■ Problem to solve:
Set out the entries below as a numbered list, one line per number, and leave out any blank lines.

■ Input rows:
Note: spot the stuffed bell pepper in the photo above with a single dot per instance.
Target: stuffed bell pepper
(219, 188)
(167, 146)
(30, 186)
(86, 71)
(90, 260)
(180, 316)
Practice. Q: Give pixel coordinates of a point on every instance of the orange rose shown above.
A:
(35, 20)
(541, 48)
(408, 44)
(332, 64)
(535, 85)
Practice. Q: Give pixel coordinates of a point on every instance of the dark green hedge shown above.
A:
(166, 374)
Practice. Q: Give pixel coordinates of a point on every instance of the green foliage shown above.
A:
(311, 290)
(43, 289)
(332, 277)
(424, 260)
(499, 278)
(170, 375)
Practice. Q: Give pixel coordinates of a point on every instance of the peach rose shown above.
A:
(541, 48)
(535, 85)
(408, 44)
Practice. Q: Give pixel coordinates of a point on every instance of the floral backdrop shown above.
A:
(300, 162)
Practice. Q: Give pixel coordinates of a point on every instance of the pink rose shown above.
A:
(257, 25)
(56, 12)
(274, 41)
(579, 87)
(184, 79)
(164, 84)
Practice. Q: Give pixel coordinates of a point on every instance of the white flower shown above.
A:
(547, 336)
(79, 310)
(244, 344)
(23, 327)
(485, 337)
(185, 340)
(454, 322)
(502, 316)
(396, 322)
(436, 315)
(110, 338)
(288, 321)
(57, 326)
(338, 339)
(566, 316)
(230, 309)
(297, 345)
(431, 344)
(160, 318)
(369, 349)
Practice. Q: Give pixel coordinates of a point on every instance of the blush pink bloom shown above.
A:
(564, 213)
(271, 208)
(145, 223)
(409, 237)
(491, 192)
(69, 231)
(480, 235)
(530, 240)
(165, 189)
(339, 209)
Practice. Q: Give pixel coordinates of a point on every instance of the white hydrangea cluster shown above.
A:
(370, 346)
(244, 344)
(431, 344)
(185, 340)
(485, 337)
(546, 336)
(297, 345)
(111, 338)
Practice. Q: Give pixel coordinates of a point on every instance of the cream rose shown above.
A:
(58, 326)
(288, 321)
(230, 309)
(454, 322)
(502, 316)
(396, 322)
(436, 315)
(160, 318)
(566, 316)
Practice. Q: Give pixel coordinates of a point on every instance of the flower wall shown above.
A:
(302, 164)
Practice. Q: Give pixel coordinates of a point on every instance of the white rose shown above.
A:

■ Response:
1. Note: spot the stuffed bell pepper in the photo above with a single dot per instance.
2. Target: stuffed bell pepper
3. (219, 188)
4. (167, 146)
5. (30, 186)
6. (86, 71)
7. (90, 260)
8. (180, 316)
9. Practice. Q: Give pixel coordinates of a point on every instance of the orange rose shown above.
10. A:
11. (35, 20)
12. (541, 48)
13. (408, 44)
14. (332, 64)
15. (535, 85)
16. Practice. Q: Give pixel coordinates of a point on every instance of the dark green hedge shown above.
17. A:
18. (166, 374)
19. Practice. Q: Give pixel coordinates of a point on every instance of the green foliage shown above.
20. A:
21. (311, 290)
22. (43, 289)
23. (332, 277)
24. (424, 260)
25. (499, 278)
26. (170, 375)
27. Practice. Q: Give pixel coordinates of a point on every instance of the peach rose shown above.
28. A:
29. (541, 48)
30. (535, 85)
31. (408, 44)
32. Practice. Q: Give pixel coordinates of a point on every instance of the floral backdrop shown above.
33. A:
34. (300, 162)
35. Practice. Q: Give pixel coordinates of a point on every instance of the pink rose shown above.
36. A:
37. (257, 25)
38. (56, 12)
39. (274, 41)
40. (579, 87)
41. (184, 79)
42. (164, 84)
43. Practice. Q: Give pixel coordinates of a point on every instance of the white flower shown above.
44. A:
45. (547, 336)
46. (79, 310)
47. (244, 344)
48. (23, 327)
49. (485, 337)
50. (185, 340)
51. (454, 322)
52. (502, 316)
53. (396, 322)
54. (436, 315)
55. (110, 338)
56. (288, 321)
57. (57, 326)
58. (338, 339)
59. (566, 316)
60. (230, 309)
61. (297, 345)
62. (431, 344)
63. (160, 318)
64. (369, 349)
65. Practice. Q: Give pixel coordinates of a point on every instance of the blush pink bloom shown above.
66. A:
67. (564, 213)
68. (271, 208)
69. (145, 223)
70. (409, 237)
71. (491, 192)
72. (69, 231)
73. (480, 235)
74. (530, 240)
75. (165, 189)
76. (339, 209)
77. Practice. Q: Give pixel coordinates of a point on every instance of the white hydrangea cluster shown above.
78. A:
79. (370, 346)
80. (244, 344)
81. (431, 344)
82. (185, 340)
83. (485, 337)
84. (546, 336)
85. (297, 345)
86. (111, 338)
87. Practice. Q: Give pixel coordinates of a point on every instance of the cream rose shown above.
88. A:
89. (58, 326)
90. (288, 321)
91. (230, 309)
92. (454, 322)
93. (502, 316)
94. (396, 322)
95. (436, 315)
96. (160, 318)
97. (566, 316)
98. Practice. Q: Give pixel coordinates of a point on every instance of the flower wall shown above.
99. A:
100. (302, 164)
101. Practice. Q: Give pixel coordinates of a point on every instance of the white rose shown above.
102. A:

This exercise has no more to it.